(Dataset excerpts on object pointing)
----------------

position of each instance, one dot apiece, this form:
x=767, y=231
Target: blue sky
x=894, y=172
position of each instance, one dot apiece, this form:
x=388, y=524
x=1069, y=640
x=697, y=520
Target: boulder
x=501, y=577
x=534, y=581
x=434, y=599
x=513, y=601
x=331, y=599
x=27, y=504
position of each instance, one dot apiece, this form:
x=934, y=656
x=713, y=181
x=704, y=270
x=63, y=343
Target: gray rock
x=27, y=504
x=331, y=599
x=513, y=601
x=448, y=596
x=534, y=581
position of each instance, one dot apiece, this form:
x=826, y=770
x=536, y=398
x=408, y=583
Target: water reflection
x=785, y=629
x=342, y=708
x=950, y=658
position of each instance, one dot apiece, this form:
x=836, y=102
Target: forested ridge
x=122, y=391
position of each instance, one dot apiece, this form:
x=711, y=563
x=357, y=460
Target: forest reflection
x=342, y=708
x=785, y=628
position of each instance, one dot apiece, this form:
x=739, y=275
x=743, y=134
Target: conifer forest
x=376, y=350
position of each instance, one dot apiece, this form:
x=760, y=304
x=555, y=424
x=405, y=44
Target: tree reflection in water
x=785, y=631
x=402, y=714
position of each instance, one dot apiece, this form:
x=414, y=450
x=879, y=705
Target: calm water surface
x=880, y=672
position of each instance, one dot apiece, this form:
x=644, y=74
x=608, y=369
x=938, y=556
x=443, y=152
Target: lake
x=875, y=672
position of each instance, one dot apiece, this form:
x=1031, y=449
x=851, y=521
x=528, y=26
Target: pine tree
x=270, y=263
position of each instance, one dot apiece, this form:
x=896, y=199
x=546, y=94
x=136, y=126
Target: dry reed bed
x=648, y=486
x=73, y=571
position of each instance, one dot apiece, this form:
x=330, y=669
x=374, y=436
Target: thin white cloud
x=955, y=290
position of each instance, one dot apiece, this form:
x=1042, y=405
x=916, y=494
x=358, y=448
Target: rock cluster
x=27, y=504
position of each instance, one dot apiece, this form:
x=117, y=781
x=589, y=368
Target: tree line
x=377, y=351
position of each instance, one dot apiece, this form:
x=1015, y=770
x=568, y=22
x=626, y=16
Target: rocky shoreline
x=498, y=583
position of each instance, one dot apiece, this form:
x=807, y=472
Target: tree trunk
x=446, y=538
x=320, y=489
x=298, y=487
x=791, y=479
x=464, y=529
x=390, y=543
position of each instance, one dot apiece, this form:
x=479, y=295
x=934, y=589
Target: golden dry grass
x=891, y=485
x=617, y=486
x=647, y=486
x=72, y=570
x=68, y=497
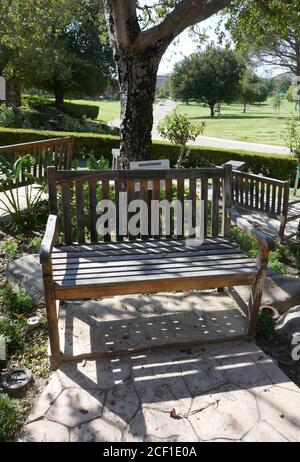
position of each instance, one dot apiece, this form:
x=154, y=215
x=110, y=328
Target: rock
x=76, y=406
x=289, y=323
x=281, y=292
x=44, y=431
x=26, y=274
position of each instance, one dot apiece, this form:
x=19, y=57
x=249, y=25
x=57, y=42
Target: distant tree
x=182, y=81
x=252, y=89
x=293, y=95
x=58, y=46
x=269, y=29
x=164, y=91
x=211, y=76
x=178, y=129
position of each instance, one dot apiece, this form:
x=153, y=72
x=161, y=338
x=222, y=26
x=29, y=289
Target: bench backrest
x=57, y=151
x=74, y=196
x=257, y=193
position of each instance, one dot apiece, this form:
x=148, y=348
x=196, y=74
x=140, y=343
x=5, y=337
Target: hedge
x=277, y=166
x=77, y=111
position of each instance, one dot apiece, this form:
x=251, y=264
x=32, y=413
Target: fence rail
x=57, y=152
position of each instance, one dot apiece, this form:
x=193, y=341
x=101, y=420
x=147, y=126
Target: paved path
x=223, y=392
x=159, y=112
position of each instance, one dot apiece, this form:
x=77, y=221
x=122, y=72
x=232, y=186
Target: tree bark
x=137, y=79
x=13, y=92
x=137, y=54
x=59, y=98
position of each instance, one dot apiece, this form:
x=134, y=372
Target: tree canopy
x=60, y=46
x=211, y=76
x=269, y=29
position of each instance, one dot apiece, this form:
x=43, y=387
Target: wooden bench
x=80, y=261
x=255, y=193
x=56, y=151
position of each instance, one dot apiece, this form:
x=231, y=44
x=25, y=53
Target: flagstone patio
x=224, y=392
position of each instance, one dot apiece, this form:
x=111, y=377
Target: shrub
x=10, y=417
x=10, y=249
x=35, y=244
x=79, y=110
x=275, y=166
x=178, y=129
x=13, y=332
x=15, y=301
x=35, y=102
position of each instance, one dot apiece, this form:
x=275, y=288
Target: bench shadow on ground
x=126, y=385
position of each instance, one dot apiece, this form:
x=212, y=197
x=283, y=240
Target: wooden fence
x=57, y=152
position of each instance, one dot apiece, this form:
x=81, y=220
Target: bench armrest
x=261, y=237
x=48, y=241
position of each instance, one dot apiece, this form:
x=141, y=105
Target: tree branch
x=185, y=14
x=122, y=22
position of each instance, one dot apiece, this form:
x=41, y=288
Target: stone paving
x=137, y=323
x=222, y=392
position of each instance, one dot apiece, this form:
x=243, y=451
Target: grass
x=258, y=125
x=10, y=417
x=108, y=110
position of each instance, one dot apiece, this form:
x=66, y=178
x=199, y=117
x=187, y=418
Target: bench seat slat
x=171, y=268
x=220, y=242
x=220, y=260
x=58, y=266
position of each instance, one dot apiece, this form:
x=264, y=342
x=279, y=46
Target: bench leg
x=257, y=291
x=55, y=354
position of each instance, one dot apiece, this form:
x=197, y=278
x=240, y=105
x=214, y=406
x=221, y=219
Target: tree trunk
x=181, y=155
x=59, y=98
x=13, y=92
x=137, y=78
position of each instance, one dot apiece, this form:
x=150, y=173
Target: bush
x=78, y=111
x=35, y=102
x=275, y=166
x=10, y=417
x=10, y=249
x=15, y=301
x=13, y=331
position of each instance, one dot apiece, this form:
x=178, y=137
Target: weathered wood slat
x=193, y=203
x=152, y=244
x=92, y=211
x=215, y=208
x=105, y=196
x=170, y=221
x=180, y=213
x=158, y=267
x=80, y=212
x=155, y=213
x=234, y=272
x=66, y=198
x=101, y=257
x=200, y=259
x=184, y=283
x=204, y=205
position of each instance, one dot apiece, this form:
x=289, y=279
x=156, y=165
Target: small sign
x=2, y=89
x=163, y=164
x=150, y=164
x=2, y=352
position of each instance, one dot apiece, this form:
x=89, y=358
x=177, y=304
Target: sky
x=185, y=45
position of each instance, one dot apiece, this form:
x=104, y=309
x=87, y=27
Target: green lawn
x=258, y=125
x=108, y=110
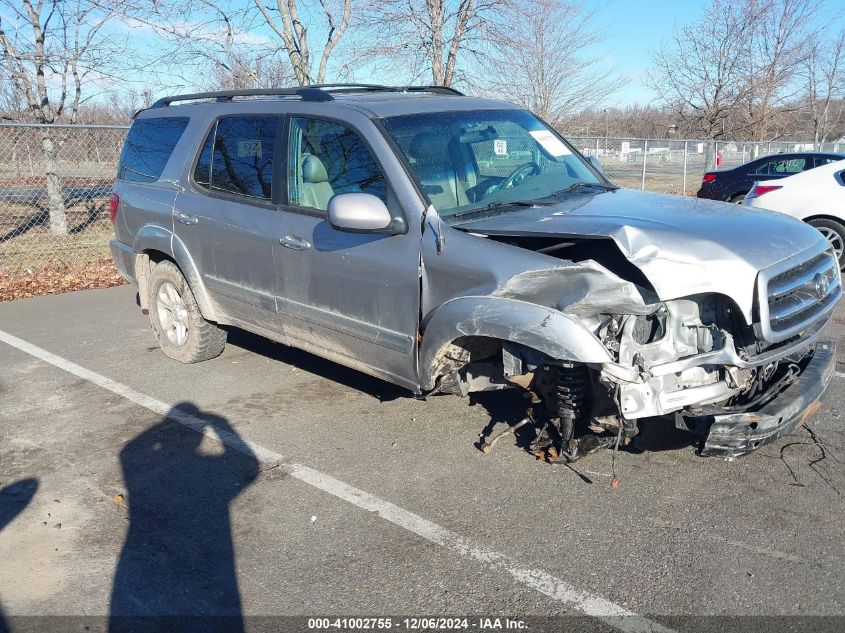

----------------

* **Task directions**
Rewrite the items from the very beginning through the line containing "x=875, y=672", inclusive, changing every "Target" to "Label" and leaving everything else as it is.

* **Completed task**
position of each instance, one dot apiece, this form:
x=767, y=231
Label: blue sky
x=894, y=172
position of each instance, one dot apiece, this form:
x=388, y=524
x=1069, y=640
x=697, y=520
Label: boulder
x=501, y=577
x=534, y=581
x=434, y=599
x=513, y=601
x=331, y=599
x=27, y=504
position of each instance, one dot apiece, this form:
x=934, y=656
x=713, y=181
x=704, y=270
x=63, y=343
Label: gray rock
x=27, y=504
x=331, y=599
x=513, y=601
x=448, y=596
x=534, y=581
position of each instance, one dot apiece, this form:
x=826, y=770
x=536, y=398
x=408, y=583
Label: water reflection
x=785, y=629
x=342, y=708
x=950, y=658
position of each instance, one dot apiece, this form:
x=836, y=102
Label: forested ridge
x=122, y=391
position of each instance, one dot apiece, this form:
x=711, y=563
x=357, y=460
Label: forest reflection
x=342, y=708
x=785, y=628
position of each instance, one dot apiece, this form:
x=739, y=275
x=743, y=134
Label: conifer forest
x=376, y=350
position of each instance, one dot apiece, this form:
x=760, y=304
x=555, y=424
x=405, y=44
Label: tree reflection in water
x=785, y=631
x=402, y=714
position of each instance, one dot apiece, this form:
x=414, y=450
x=879, y=705
Label: calm water surface
x=880, y=672
position of each instance, one dot apiece, this form:
x=644, y=74
x=608, y=369
x=938, y=556
x=443, y=152
Label: lake
x=875, y=672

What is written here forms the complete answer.